## TEXT EXCERPT
────────────────
# Nearly 20 guppy fry!!!



## Cichlidsrule (Nov 8, 2006)

Probably over that, but I haven't gotten a chance to count them yet 
But of course, already I have a problem. None of them are eating. I've tried BBS, special fry food, infusoria-- they won't eat. Is it possible that they're just not hungry yet (they're only a few days old)?


----------



## Chaos553 (Apr 2, 2007)

all i did was put some flakes in a ziploc bag and crush them to a dust. i poured little amounts a couple times a day and they ate with no problem.


----------



## oliesminis (May 7, 2007)

ive found that livebearer fry dont generally eat for the first day. however after that the problem is stopping them over eating

hope they do ok


----------



## Cichlidsrule (Nov 8, 2006)

Ok. Thanks!


----------



## darkfalz (May 7, 2006)

Mine never took the powdered stuff until I stimulated their appetites with live food (microworms). Although they did like the Sera micron - they readily ate any crushed flakes/mikropan after eating the live food.


----------



## guppyart (Jan 22, 2005)

all I ever did was wait 2 days and then fed crushed flake food, they took it perfectly fine


----------



## Guest (Jun 26, 2007)

guppyart said:


> all I ever did was wait 2 days and then fed crushed flake food, they took it perfectly fine


Same here. I haven't had any problems feeding guppy fry this way.
────────────────
## GIVEN INFORMATION

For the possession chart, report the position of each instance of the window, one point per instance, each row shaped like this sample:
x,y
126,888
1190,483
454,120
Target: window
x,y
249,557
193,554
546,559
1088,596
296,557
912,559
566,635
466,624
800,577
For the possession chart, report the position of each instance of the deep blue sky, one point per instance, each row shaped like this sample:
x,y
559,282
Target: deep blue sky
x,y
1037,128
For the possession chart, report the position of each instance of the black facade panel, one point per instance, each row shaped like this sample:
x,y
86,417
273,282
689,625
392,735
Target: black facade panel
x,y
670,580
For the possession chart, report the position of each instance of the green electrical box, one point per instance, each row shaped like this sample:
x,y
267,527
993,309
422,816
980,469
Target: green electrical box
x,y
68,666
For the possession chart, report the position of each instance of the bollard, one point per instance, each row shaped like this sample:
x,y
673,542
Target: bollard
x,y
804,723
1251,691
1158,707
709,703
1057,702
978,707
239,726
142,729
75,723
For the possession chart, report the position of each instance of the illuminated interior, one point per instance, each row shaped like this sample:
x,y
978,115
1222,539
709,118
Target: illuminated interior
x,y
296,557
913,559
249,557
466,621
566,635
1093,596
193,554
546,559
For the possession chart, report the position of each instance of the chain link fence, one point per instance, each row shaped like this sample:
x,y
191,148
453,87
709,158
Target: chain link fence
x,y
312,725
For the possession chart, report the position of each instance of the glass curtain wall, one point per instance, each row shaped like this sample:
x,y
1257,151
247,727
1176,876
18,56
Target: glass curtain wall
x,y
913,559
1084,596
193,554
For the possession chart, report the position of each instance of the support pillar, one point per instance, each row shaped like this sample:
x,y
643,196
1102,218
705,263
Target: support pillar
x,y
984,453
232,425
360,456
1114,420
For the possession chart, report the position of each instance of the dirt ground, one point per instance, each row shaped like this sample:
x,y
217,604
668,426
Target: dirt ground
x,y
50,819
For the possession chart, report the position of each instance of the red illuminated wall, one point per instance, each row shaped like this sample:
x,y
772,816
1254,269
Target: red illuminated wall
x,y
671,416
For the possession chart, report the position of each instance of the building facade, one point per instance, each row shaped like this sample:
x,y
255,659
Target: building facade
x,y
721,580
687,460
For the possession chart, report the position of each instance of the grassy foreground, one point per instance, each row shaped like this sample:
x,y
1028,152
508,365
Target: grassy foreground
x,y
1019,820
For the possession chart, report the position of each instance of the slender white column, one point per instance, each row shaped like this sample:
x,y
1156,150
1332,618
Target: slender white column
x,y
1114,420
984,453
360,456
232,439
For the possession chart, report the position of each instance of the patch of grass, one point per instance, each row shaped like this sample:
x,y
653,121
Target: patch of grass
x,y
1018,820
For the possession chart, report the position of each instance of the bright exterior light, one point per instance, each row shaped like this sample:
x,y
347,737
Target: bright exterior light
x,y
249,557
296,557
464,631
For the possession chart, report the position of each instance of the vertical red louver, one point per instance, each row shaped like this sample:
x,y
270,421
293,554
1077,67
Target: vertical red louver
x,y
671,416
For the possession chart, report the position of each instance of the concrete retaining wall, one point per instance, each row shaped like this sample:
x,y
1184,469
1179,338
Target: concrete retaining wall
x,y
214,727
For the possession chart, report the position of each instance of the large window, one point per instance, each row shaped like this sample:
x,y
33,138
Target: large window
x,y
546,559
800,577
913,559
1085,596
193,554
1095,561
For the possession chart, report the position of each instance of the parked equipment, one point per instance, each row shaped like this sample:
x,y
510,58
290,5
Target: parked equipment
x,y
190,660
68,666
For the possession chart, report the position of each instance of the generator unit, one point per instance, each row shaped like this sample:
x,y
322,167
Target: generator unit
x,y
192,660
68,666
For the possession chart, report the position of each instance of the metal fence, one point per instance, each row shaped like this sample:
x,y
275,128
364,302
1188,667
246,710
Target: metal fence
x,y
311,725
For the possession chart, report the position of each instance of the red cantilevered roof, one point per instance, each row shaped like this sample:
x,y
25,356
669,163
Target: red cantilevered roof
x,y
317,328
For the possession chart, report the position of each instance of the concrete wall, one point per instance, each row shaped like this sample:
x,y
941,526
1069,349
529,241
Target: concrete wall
────────────────
## REQUIREMENTS
1. In the guppy fry thread, answer these:
(a) Which three foods did Cichlidsrule try without getting the fry to eat?
(b) According to oliesminis, for how long do livebearer fry generally not eat?
(c) What live food did darkfalz use to stimulate the fry's appetites?
2. Extend the forum thread about feeding guppy fry, picking up after its final post.

## ANSWERS BY TASK
1.
(a) BBS, special fry food, and infusoria.
(b) The first day.
(c) Microworms.

2.
----------



## Chaos553 (Apr 2, 2007)

are they eating yet?


----------



## davedudeman (Jun 25, 2007)

You may wanna try placing a hard boiled egg yolk in a cup of water for 12hrs.
Once the water has broken up the yolk a little just feed them little drops in a fairly small tank.


----------



## Cichlidsrule (Nov 8, 2006)

Cool, thanks!


----------



## kamanut (Jul 26, 2007)

Yeah my guppies never had a problem eating anything. When they are just born, I feed them Hikari Tropic First Bites...it works great. Then, once they are bigger, I feed them either regular food that I've mashed to bits in a bag, or HBH Baby Bites. None of my babies have ever had a problem (guppies or swordtails), and I just gave away over 120 baby guppies to one of the local pet stores.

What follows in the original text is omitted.